▶ [Set exercise] Please keep only the lines of the data below that contain the word "house", and copy each one unchanged.

▶ [Extracted information]
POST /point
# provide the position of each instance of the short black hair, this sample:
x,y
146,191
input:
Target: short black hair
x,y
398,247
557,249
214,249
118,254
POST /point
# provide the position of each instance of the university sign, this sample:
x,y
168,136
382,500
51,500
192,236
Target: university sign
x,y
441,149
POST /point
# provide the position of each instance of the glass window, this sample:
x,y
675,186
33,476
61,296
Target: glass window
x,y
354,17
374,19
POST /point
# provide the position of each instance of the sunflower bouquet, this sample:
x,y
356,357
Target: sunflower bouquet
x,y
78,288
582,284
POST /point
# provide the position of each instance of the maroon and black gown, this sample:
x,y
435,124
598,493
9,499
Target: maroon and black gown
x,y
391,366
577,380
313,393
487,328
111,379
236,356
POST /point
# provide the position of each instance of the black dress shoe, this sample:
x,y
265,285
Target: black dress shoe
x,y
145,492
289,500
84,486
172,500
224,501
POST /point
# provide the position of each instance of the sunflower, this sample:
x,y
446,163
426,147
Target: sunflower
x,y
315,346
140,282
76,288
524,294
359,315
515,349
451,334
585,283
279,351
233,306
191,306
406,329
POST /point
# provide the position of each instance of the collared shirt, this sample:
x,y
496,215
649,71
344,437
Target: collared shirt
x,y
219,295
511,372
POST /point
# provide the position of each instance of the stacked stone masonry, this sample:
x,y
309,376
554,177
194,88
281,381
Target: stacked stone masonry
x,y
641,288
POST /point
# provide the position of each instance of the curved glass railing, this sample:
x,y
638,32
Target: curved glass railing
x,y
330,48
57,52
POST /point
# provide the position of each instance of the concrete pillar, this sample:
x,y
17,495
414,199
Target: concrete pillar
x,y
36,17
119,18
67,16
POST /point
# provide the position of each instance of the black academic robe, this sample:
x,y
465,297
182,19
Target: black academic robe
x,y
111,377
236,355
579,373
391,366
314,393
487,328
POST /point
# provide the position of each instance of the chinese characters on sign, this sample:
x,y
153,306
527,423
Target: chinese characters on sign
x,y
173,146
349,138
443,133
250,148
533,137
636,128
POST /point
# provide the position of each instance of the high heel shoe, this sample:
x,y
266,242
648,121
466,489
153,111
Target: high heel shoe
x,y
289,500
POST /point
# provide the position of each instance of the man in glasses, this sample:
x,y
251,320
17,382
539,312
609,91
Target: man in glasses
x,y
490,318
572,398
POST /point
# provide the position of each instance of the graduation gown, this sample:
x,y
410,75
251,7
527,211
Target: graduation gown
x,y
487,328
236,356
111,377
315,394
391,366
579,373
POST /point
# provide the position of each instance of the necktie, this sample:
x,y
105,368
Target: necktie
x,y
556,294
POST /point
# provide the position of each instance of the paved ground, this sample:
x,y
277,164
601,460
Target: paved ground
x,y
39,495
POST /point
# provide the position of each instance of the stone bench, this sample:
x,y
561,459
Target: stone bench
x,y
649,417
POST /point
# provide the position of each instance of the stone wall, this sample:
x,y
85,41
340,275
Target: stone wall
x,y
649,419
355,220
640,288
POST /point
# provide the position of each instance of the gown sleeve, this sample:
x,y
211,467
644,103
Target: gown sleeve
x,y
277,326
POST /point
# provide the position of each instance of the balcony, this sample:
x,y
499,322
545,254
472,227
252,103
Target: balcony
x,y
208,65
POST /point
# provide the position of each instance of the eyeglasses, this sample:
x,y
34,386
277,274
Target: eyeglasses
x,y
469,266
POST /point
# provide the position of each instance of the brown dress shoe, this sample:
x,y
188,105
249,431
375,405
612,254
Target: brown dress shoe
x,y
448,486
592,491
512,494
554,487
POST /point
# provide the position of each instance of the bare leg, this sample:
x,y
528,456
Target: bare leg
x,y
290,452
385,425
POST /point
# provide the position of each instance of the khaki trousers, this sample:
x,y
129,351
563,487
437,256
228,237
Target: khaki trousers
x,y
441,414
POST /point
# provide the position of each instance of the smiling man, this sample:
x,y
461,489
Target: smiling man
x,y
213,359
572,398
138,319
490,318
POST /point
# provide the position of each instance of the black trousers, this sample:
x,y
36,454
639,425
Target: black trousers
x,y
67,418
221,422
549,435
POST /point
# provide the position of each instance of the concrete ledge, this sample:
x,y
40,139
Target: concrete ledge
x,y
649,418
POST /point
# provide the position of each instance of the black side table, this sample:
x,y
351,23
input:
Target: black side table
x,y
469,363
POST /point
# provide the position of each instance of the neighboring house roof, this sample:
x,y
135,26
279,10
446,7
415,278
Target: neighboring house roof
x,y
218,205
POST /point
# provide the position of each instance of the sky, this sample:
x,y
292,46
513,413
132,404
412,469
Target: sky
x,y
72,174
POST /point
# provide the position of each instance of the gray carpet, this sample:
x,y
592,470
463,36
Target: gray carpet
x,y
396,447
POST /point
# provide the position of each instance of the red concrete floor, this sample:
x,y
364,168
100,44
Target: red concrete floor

▶ [Written response]
# provide the position of each instance of the neighboring house roof, this sample:
Target: neighboring house roof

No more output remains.